• [What to produce] Take the line that contains "of the reflection" and every line after it in the material below, and quote them exactly.

• [Rows]
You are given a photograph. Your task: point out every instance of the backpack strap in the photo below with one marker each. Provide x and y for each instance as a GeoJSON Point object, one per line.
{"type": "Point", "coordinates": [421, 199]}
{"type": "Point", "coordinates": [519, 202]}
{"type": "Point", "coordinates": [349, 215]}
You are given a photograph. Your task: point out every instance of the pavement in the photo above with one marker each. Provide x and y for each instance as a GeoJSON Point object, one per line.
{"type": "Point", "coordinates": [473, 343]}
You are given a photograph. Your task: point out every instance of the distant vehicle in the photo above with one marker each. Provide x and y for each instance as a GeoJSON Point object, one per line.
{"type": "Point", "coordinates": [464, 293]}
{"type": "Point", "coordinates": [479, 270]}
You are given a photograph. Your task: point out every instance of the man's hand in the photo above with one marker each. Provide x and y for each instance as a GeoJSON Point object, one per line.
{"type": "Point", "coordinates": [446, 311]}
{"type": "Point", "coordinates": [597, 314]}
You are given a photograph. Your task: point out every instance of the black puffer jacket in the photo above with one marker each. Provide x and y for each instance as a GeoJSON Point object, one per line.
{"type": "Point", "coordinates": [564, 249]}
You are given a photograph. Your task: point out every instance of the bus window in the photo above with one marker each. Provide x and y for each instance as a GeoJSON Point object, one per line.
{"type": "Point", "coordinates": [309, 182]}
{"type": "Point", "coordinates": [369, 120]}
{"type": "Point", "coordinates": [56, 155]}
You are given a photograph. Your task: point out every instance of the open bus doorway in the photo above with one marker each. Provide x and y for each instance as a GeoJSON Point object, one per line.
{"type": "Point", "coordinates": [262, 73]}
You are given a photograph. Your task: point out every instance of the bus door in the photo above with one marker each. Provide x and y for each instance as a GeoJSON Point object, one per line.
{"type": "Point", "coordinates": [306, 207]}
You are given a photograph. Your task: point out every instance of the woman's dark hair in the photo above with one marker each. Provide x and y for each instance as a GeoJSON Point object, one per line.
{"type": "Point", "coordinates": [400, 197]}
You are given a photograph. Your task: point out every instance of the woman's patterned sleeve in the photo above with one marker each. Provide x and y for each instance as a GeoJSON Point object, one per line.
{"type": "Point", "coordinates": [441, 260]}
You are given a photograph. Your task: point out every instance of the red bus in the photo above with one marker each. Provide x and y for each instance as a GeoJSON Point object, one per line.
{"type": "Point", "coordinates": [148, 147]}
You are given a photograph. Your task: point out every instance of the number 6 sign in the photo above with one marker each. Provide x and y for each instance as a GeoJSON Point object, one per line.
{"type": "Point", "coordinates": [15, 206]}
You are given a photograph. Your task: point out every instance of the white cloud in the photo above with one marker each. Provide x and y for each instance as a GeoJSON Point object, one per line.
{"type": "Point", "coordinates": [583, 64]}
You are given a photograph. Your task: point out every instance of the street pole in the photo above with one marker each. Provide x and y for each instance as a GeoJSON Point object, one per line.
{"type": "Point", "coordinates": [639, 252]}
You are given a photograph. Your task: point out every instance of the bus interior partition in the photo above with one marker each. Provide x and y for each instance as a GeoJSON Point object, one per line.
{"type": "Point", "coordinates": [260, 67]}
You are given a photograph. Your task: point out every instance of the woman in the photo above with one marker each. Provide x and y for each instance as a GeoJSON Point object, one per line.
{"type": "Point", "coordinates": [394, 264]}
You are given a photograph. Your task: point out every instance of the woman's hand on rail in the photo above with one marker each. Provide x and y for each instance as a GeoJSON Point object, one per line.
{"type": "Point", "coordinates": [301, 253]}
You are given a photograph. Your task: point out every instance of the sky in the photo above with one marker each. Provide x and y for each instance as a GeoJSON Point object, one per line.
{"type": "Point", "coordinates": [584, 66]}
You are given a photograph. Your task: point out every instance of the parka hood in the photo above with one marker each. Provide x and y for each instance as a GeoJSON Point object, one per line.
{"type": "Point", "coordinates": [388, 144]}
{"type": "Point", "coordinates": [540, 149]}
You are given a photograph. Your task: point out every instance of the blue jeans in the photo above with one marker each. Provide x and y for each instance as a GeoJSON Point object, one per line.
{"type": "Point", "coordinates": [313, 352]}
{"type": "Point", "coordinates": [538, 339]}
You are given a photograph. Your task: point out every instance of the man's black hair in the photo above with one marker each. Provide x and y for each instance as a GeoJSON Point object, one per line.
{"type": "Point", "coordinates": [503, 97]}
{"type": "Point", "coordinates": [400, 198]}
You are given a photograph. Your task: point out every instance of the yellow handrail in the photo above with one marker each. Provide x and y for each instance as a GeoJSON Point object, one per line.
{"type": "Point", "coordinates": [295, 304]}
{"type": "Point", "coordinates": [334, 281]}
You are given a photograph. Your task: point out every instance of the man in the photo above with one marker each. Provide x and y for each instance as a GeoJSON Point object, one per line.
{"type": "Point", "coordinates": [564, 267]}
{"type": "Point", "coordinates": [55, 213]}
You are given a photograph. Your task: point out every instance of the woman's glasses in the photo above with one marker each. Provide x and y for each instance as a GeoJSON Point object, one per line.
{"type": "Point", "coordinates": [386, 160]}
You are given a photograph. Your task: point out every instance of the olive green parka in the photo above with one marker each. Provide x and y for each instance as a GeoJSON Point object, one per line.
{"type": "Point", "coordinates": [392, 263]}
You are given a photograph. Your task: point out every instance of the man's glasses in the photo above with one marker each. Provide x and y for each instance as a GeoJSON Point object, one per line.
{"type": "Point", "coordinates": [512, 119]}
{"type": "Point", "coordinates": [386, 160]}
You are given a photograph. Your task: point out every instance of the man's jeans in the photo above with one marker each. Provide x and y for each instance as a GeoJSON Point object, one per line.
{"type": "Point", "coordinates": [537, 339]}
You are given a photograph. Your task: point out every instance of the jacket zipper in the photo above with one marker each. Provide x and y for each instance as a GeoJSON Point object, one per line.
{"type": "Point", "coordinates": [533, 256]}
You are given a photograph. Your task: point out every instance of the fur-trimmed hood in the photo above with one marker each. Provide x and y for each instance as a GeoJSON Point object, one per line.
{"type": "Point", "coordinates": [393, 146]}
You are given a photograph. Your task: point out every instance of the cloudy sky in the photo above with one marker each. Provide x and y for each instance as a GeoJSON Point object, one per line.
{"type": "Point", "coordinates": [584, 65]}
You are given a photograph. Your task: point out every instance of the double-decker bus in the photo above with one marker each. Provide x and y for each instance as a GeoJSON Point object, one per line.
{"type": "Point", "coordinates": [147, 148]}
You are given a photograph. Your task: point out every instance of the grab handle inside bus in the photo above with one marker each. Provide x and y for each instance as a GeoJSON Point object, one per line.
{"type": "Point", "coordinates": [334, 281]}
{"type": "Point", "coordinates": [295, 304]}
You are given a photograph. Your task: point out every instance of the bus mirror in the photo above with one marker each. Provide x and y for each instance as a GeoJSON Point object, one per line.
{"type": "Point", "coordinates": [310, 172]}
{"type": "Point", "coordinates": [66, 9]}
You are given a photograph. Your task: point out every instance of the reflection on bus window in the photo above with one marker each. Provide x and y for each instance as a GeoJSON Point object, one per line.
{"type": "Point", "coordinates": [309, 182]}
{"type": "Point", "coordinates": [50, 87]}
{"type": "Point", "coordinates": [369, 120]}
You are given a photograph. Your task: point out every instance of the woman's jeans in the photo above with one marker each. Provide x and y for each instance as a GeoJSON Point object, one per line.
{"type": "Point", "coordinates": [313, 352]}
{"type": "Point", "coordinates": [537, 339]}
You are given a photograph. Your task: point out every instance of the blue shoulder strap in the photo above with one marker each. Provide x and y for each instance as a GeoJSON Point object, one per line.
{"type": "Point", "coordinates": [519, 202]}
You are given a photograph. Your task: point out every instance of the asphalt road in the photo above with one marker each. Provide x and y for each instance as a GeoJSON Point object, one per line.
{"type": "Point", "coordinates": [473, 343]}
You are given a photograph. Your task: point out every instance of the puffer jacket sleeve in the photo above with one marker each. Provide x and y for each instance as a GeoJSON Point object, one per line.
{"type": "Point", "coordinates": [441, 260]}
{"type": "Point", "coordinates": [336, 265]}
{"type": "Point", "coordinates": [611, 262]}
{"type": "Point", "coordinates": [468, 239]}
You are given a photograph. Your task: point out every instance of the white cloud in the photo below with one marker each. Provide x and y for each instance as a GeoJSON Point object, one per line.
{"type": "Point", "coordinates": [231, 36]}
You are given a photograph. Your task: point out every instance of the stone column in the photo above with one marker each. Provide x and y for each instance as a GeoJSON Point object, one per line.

• [Solution for this task]
You are given a photograph. Your task: point out every instance of the reflection on bus window in the photo above with one marker each. Provide x and y for each instance as a GeoJSON Point object, one per line.
{"type": "Point", "coordinates": [309, 182]}
{"type": "Point", "coordinates": [50, 87]}
{"type": "Point", "coordinates": [369, 120]}
You are given a photograph. Your task: point out every instance of the woman's jeans in the photo above with one marker each. Provide x and y for each instance as a GeoJSON Point object, one per line.
{"type": "Point", "coordinates": [313, 352]}
{"type": "Point", "coordinates": [537, 339]}
You are given a photograph. Your task: point out every instance of the blue shoulder strap in the photo above with one marker each. Provide x and y for each instance as a GeoJSON Point object, one per line.
{"type": "Point", "coordinates": [519, 202]}
You are given a photograph. Your task: point out every instance of the asphalt road in the photo above with one marker each. Provide x and y for each instance as a GeoJSON Point object, one per line.
{"type": "Point", "coordinates": [473, 343]}
You are given a photograph. Your task: point out every instance of the puffer jacket sleeve in the photo above with one marker each. Provide x and y for each instance as a GeoJSON Point object, one per line.
{"type": "Point", "coordinates": [441, 260]}
{"type": "Point", "coordinates": [336, 265]}
{"type": "Point", "coordinates": [611, 262]}
{"type": "Point", "coordinates": [468, 239]}
You are given a photograph. Your task: point out every instance of the white cloud in the photo below with one marker each. Provide x and y for each instance as a GeoJSON Point object, one per line.
{"type": "Point", "coordinates": [231, 36]}
You are given a photograph. Your task: point out every instance of the stone column in the photo above with one marker each. Provide x and y for each instance as a GeoJSON Point object, one per line.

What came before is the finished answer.